**DIRECTION**
Reproduce all of the material below word for word, without the pictures.

**DATA SECTION**
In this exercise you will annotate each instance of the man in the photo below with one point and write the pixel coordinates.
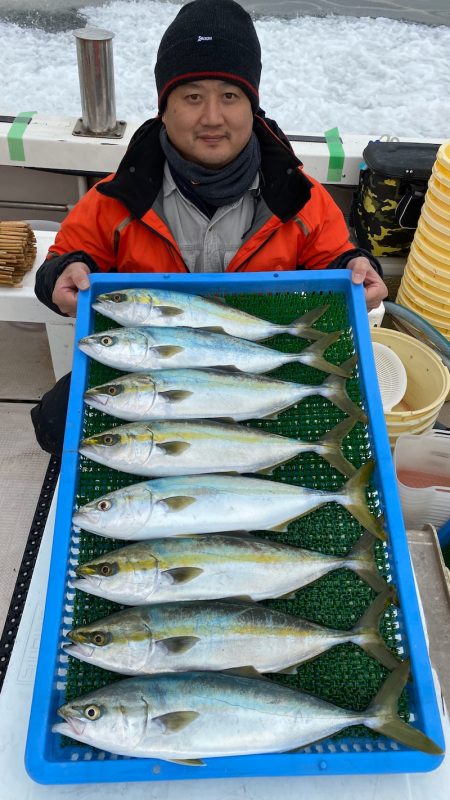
(209, 185)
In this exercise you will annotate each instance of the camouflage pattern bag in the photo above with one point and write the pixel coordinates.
(392, 186)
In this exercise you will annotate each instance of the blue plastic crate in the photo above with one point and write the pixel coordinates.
(47, 761)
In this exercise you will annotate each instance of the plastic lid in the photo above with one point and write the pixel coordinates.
(391, 375)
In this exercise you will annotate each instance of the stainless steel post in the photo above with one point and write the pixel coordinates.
(96, 75)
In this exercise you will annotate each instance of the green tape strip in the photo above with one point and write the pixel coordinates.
(15, 135)
(337, 155)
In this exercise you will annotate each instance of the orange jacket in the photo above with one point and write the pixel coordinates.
(116, 225)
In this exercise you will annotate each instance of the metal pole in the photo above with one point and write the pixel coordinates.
(96, 75)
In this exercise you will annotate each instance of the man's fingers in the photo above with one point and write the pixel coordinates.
(80, 276)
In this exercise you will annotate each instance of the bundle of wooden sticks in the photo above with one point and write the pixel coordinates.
(17, 252)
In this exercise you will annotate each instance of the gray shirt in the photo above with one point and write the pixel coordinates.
(207, 245)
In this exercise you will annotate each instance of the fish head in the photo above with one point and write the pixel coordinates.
(124, 348)
(120, 447)
(126, 306)
(129, 575)
(128, 397)
(113, 718)
(120, 514)
(121, 642)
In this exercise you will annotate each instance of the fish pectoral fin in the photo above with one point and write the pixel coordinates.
(170, 311)
(182, 574)
(173, 448)
(176, 720)
(245, 672)
(177, 645)
(283, 526)
(167, 350)
(175, 395)
(178, 502)
(291, 670)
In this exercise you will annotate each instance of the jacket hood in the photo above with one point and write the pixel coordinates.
(137, 182)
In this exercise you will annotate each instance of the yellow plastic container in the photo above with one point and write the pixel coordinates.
(433, 235)
(439, 190)
(437, 222)
(433, 202)
(427, 261)
(443, 155)
(442, 324)
(439, 254)
(440, 297)
(424, 274)
(428, 380)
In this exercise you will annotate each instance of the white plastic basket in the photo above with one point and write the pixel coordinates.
(425, 455)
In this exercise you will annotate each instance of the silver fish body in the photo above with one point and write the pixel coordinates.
(215, 503)
(215, 566)
(158, 449)
(186, 717)
(159, 307)
(209, 394)
(180, 637)
(141, 349)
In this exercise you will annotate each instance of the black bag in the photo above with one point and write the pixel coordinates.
(391, 191)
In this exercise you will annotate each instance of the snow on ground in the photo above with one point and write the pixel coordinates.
(363, 75)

**RESULT**
In this exercise you will annotate each instance of the man in the photo below with one point and write the pixel coordinates.
(209, 185)
In this exercise you will annotate each instance of the camouflage pattern bag in the photo above with one point and write the pixel coordinates.
(392, 186)
In this exercise you will annotate each instance of the blue plastic crate in the photo above with one point and write the pixel coordinates.
(47, 761)
In this exercise you will annotate each instance of the plastic lid in the photo above with one point and write the pixel coordinates.
(391, 375)
In this exercise you will annotate each instance of the stainless steel post in the photo above with one point and write the pixel coordinates.
(96, 75)
In this exercise you will annotate each instance of the green tape strip in the photo above with one point and write the pixel coordinates.
(15, 135)
(337, 155)
In this exercise you will annotate each instance of the orange jacket in the photo above with one point and write the pixel coordinates.
(116, 225)
In this exercise you will annotate each instance of the metal pole in the photo above with one point and write the pixel coordinates.
(96, 75)
In this exercise you will annotate each instance of the man's fingers in the photo above with one point and write the pixel coordinates.
(80, 276)
In this exercise you will annotate each instance of the bundle of wooden sticks in the photo above with one point and write the pixel coordinates.
(17, 252)
In this exercise you will annotate each instance of the gray shirt in the photo above with one point and write the pixel coordinates.
(207, 245)
In this exercise you will annotate each instance of the fish head in the photo above with one point and write the pixel coordinates.
(124, 348)
(120, 447)
(126, 306)
(129, 575)
(128, 397)
(113, 718)
(120, 514)
(121, 642)
In this exercise you will annotate each instance of the fish pectoral fin in the photo above with one point and write the pixel coordinates.
(170, 311)
(182, 574)
(173, 448)
(176, 720)
(245, 672)
(177, 645)
(283, 526)
(167, 350)
(175, 395)
(178, 502)
(291, 670)
In this exercise you will annotate each instance of the jacket hood in the photo above with one point and write the pixel coordinates.
(137, 182)
In this exercise you will annotate each instance of the yellow plastic container in the photo above with one point and write the pixel coordinates.
(433, 235)
(439, 190)
(437, 222)
(433, 202)
(427, 261)
(443, 155)
(442, 324)
(439, 254)
(440, 297)
(424, 274)
(428, 380)
In this exercise you will annotate each instance of the white plastic basket in the photo above with one point and write the pixel coordinates.
(425, 455)
In this exercise you will annotate each instance of the silver fish body in the photo above with one point and write the pixel coordinates.
(215, 503)
(215, 566)
(158, 449)
(186, 717)
(159, 307)
(209, 394)
(180, 637)
(141, 349)
In this exercise you will annotate each instance of the black bag in the photo above with one point and write the pixel coordinates.
(391, 191)
In this exercise you will annotate each instance of the snow on ground in the photo above with one point and write the pixel coordinates.
(363, 75)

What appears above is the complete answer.